◆ GIVEN EXERCISE
Reproduce each of the following lines word for word, with nothing changed.

**********

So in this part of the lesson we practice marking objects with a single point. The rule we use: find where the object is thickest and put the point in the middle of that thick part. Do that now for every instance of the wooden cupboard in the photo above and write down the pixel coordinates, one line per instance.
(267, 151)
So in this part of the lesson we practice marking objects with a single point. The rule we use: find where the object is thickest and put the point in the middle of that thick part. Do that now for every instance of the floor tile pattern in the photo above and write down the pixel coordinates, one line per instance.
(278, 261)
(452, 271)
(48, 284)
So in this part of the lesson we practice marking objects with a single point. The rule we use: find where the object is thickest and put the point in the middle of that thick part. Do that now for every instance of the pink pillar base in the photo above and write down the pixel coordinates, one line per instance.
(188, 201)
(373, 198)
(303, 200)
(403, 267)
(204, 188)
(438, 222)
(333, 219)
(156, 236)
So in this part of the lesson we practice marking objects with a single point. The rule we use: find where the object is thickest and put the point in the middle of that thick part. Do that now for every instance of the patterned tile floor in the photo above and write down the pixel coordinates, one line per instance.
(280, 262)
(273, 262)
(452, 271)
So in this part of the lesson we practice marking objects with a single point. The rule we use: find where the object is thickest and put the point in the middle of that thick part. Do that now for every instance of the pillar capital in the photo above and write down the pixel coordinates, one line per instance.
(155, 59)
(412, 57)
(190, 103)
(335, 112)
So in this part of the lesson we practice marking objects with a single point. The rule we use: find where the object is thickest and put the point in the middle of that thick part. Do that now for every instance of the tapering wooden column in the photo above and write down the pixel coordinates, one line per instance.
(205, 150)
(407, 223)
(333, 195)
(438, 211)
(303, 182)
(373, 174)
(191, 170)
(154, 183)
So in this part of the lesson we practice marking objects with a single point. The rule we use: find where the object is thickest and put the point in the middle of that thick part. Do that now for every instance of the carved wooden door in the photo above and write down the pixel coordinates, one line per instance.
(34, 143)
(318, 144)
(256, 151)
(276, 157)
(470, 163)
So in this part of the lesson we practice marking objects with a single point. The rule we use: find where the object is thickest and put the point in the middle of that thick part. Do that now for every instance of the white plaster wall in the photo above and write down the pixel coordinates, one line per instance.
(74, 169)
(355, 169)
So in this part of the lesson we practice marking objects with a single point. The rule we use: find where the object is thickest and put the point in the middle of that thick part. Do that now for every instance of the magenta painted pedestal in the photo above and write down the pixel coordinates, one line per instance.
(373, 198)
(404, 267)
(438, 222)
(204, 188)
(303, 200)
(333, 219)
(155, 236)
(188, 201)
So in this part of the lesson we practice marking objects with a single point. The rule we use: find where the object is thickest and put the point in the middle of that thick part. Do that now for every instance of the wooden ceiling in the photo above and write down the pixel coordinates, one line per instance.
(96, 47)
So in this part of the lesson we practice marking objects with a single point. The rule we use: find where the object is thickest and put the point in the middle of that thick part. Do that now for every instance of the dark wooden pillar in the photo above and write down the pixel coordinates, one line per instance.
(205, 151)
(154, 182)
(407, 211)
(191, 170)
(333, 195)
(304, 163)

**********

◆ OUTPUT FOR THIS EXERCISE
So in this part of the lesson we practice marking objects with a single point. The rule we use: find where the object is thickest and put the point in the middle of that thick part. Do that now for every instance of the wooden cupboard in the photo above and write down the pixel coordinates, one line per instance.
(267, 151)
So in this part of the lesson we practice marking objects with a single point. The rule we use: find where the object is thickest and put the point in the middle of that thick part. Do that now for every instance of the floor tile pattern in the photo above and write down the pixel coordinates, one line per instance.
(278, 261)
(452, 271)
(48, 284)
So in this part of the lesson we practice marking objects with a single point. The rule we use: find where the object is thickest and put the point in the middle of that thick part. Do that now for every instance of the pink pillar base in the photo above and write down the pixel coordinates, one line per instance.
(188, 201)
(373, 198)
(303, 200)
(403, 267)
(204, 188)
(438, 222)
(333, 219)
(156, 236)
So in this part of the lesson we practice marking objects with a single point. The rule we use: find where the object is thickest and put the point in the middle of that thick part. Do that now for every instance of the patterned tile floor in the photo above and write down the pixel coordinates, one line per instance.
(280, 262)
(273, 262)
(452, 271)
So in this part of the lesson we practice marking objects with a single point. The rule we use: find where the object is thickest and put the point in the middle of that thick part. Do that now for every instance of the pillar capital in the photo above and write down the pixel coordinates, one line per instance.
(155, 59)
(412, 57)
(190, 103)
(335, 112)
So in this part of the lesson we practice marking objects with a single point. The rule we use: find where the object is thickest and put the point in the middle of that thick part. Do that now for every instance of the tapering wooden column in the photo above and write down the pixel coordinates, one line per instance.
(205, 150)
(407, 223)
(333, 195)
(438, 211)
(303, 182)
(373, 174)
(191, 170)
(154, 183)
So in this part of the lesson we practice marking objects with a single point. The rule we use: find where the object is thickest and put the point in the middle of that thick part. Do that now for every instance of the carved wooden door in the photo above and write down the pixel coordinates, one line per instance.
(34, 143)
(318, 144)
(256, 151)
(276, 157)
(470, 163)
So in this part of the lesson we practice marking objects with a single point. The rule we use: find where the object is thickest and put the point in the middle of that thick part. Do that now for every instance of the white plaster wall in the photo above and write down the pixel coordinates, one line per instance.
(74, 169)
(355, 169)
So in this part of the lesson we practice marking objects with a single point. The rule we use: find where the object is thickest and put the point in the middle of that thick part. Do that now for every instance of the magenta painted pedestal in the photo above and write down the pixel coordinates, one line per instance.
(373, 198)
(404, 267)
(438, 222)
(204, 188)
(303, 200)
(333, 219)
(155, 236)
(188, 201)
So in this part of the lesson we practice marking objects with a single point. The rule we use: find where the object is thickest and put the point in the middle of that thick part. Do that now for every instance of the wooden ceiling in the photo above and write down the pixel coordinates, one line per instance.
(96, 47)
So in this part of the lesson we practice marking objects with a single point. The rule we use: find where the object is thickest and put the point in the middle of that thick part. Do that now for every instance of the dark wooden pillar in the photo above and write down the pixel coordinates, one line per instance.
(205, 151)
(154, 182)
(407, 211)
(191, 170)
(333, 195)
(304, 163)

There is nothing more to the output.